> What you are asked to do
Every entry is to be printed again precisely as given.
==== Recorded data
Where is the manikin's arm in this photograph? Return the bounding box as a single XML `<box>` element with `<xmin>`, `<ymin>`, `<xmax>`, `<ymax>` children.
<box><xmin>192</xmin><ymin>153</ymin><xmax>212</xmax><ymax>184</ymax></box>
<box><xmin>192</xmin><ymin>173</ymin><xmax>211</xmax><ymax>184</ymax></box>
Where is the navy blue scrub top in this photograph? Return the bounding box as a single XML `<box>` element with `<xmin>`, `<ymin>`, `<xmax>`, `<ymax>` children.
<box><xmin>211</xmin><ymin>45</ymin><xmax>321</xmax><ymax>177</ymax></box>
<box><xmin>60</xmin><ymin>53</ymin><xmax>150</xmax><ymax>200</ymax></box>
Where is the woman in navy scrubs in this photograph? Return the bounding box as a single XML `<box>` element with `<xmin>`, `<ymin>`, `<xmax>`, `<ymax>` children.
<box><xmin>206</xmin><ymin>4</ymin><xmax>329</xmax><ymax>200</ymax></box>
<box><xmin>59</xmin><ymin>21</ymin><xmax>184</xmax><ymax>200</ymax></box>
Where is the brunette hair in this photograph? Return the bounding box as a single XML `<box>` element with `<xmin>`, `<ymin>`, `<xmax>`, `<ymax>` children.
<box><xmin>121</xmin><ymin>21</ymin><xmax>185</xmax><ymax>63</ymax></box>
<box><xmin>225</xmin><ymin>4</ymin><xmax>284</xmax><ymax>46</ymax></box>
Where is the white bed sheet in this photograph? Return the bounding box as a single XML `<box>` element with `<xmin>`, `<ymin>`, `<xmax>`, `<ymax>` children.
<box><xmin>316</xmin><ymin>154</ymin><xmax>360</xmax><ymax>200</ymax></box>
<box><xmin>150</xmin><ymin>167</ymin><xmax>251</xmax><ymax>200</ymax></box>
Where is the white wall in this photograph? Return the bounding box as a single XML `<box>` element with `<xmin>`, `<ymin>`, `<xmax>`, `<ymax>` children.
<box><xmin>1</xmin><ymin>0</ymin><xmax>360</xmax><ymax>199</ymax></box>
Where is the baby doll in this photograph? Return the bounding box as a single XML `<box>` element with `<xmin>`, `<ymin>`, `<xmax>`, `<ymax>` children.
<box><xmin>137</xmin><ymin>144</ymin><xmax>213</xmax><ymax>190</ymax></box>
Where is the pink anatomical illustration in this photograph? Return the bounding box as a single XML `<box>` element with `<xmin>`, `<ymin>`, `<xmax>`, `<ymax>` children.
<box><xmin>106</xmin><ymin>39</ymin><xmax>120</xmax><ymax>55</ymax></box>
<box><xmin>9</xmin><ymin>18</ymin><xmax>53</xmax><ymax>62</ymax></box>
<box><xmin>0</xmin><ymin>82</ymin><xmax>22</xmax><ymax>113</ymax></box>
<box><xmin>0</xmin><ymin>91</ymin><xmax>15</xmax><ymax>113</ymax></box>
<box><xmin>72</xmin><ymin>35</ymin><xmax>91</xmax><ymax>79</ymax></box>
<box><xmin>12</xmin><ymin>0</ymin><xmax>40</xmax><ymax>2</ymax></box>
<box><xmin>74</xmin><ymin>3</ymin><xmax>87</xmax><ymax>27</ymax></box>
========
> Result
Where is the manikin's arm in this photograph? Return the bounding box as a single XML `<box>` element with `<xmin>`, `<ymin>`, `<xmax>`, `<ymax>` children.
<box><xmin>192</xmin><ymin>153</ymin><xmax>212</xmax><ymax>184</ymax></box>
<box><xmin>192</xmin><ymin>173</ymin><xmax>211</xmax><ymax>184</ymax></box>
Where is the navy blue scrub top in this photograph? Return the bounding box as a single XML `<box>` element with `<xmin>`, `<ymin>`, `<xmax>`, `<ymax>` children.
<box><xmin>211</xmin><ymin>45</ymin><xmax>321</xmax><ymax>177</ymax></box>
<box><xmin>60</xmin><ymin>53</ymin><xmax>150</xmax><ymax>200</ymax></box>
Where is the woman in navy scrubs in this photograph? Return the bounding box as a single XML `<box>` element with `<xmin>`, `<ymin>`, `<xmax>`, `<ymax>` children.
<box><xmin>206</xmin><ymin>4</ymin><xmax>329</xmax><ymax>200</ymax></box>
<box><xmin>59</xmin><ymin>21</ymin><xmax>184</xmax><ymax>200</ymax></box>
Where is the brunette hair in this photograph? Return the bounding box as a single XML `<box>` element with `<xmin>`, `<ymin>`, `<xmax>`, `<ymax>` children.
<box><xmin>121</xmin><ymin>21</ymin><xmax>185</xmax><ymax>63</ymax></box>
<box><xmin>225</xmin><ymin>4</ymin><xmax>284</xmax><ymax>46</ymax></box>
Where is the white bed sheet in this photograph? Return the bounding box as a single XML `<box>` element with `<xmin>`, `<ymin>`, `<xmax>`, `<ymax>` children.
<box><xmin>316</xmin><ymin>154</ymin><xmax>360</xmax><ymax>200</ymax></box>
<box><xmin>150</xmin><ymin>167</ymin><xmax>251</xmax><ymax>200</ymax></box>
Where is the white wall in this photograph? Return the bounding box as a single XML `<box>` element with `<xmin>`, `<ymin>`, `<xmax>`, `<ymax>` children.
<box><xmin>1</xmin><ymin>0</ymin><xmax>360</xmax><ymax>199</ymax></box>
Where is the baby doll in this photograph? Return the bounding box as a single XML `<box>` element with `<xmin>`, `<ymin>`, `<xmax>`, `<ymax>` children.
<box><xmin>137</xmin><ymin>144</ymin><xmax>213</xmax><ymax>190</ymax></box>
Where is the pink anatomical illustration in this photograph? Return the bounding box as a single XML `<box>` element with `<xmin>`, `<ymin>`, `<xmax>`, `<ymax>` children.
<box><xmin>106</xmin><ymin>39</ymin><xmax>120</xmax><ymax>55</ymax></box>
<box><xmin>9</xmin><ymin>18</ymin><xmax>53</xmax><ymax>62</ymax></box>
<box><xmin>0</xmin><ymin>82</ymin><xmax>22</xmax><ymax>113</ymax></box>
<box><xmin>0</xmin><ymin>91</ymin><xmax>15</xmax><ymax>113</ymax></box>
<box><xmin>72</xmin><ymin>35</ymin><xmax>91</xmax><ymax>79</ymax></box>
<box><xmin>12</xmin><ymin>0</ymin><xmax>40</xmax><ymax>2</ymax></box>
<box><xmin>74</xmin><ymin>3</ymin><xmax>87</xmax><ymax>27</ymax></box>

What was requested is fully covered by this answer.